| Material provided |

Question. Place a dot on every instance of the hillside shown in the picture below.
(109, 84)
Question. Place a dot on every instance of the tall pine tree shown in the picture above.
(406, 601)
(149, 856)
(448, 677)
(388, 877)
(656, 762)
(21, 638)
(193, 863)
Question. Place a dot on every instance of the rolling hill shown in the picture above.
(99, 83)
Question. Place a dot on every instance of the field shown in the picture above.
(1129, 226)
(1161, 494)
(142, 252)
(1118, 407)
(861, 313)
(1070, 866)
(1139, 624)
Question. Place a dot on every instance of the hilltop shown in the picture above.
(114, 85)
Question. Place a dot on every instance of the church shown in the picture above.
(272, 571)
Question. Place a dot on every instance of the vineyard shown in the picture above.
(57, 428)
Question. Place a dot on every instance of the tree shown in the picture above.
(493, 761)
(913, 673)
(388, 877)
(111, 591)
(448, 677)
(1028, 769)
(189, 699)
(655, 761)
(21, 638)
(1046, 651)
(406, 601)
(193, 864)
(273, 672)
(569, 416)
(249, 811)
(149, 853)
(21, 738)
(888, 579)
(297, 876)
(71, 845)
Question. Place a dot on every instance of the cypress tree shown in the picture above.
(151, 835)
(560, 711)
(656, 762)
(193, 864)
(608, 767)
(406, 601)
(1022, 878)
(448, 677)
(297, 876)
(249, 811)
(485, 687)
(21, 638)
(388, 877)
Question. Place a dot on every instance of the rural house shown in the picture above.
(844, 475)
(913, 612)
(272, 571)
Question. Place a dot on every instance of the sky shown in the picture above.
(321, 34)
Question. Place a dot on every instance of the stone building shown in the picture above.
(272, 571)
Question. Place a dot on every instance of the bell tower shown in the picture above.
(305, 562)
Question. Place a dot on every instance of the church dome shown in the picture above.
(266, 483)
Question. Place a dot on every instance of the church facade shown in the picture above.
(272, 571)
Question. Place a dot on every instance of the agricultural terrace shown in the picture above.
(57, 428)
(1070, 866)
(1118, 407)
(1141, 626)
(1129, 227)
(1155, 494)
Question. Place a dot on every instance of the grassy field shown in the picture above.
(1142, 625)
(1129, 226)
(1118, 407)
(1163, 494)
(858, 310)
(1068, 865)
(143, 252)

| Exercise |
Reproduce each of the rows above word for word, in the same order, with nothing added, altered, or left out.

| Output |
Question. Place a dot on every instance of the hillside shown in the picture below.
(109, 84)
Question. Place a dot on every instance of the tall pine tree shown in the picture above.
(406, 601)
(149, 856)
(448, 677)
(388, 877)
(656, 762)
(21, 638)
(193, 863)
Question. Place a dot on every instance of the rolling hill shown in the picture above.
(99, 83)
Question. Place a dot on every instance of the field shown in the picture above.
(1129, 226)
(1161, 494)
(142, 252)
(1118, 407)
(861, 313)
(1070, 866)
(1139, 624)
Question. Place a dot on every instance of the hilltop shown in the picture above.
(114, 85)
Question. Place a dot on every instance of the church shown in the picture above.
(272, 571)
Question. Place a dot on every instance of the vineyard shown in the picture above.
(57, 428)
Question. Place a dot on every instance of the tree shown in the picture above.
(493, 761)
(913, 673)
(388, 877)
(111, 591)
(448, 677)
(1028, 769)
(189, 699)
(655, 761)
(21, 638)
(1046, 651)
(406, 601)
(193, 864)
(273, 672)
(569, 416)
(249, 811)
(149, 853)
(21, 738)
(888, 579)
(297, 876)
(71, 845)
Question. Place a dot on every instance of the cypress tree shown in the picture above.
(151, 835)
(560, 711)
(656, 762)
(193, 864)
(608, 767)
(406, 601)
(1022, 878)
(448, 677)
(297, 876)
(249, 811)
(485, 687)
(21, 638)
(388, 877)
Question. Place a dot on every instance of the rural house shown in the picture above.
(844, 475)
(913, 612)
(272, 571)
Question. Place a dot on every instance of the sky shown in the picture above.
(321, 34)
Question. Place a dot on every instance of the stone building shown in the picture above.
(272, 571)
Question. Place a dot on every instance of the bell tower shown in the picture above.
(305, 562)
Question. Place a dot on every instance of the church dome shown in the picture above.
(266, 483)
Question. Place a dot on every instance of the church facade shown in the picture above.
(272, 571)
Question. Place a dot on every instance of the agricultural terrace shown in the picture above.
(57, 428)
(1070, 866)
(1118, 407)
(1141, 626)
(1129, 227)
(1155, 494)
Question. Place a dot on every instance of the grassy field shown in the picture above.
(1142, 625)
(1129, 226)
(1118, 407)
(1163, 494)
(858, 310)
(1068, 865)
(143, 252)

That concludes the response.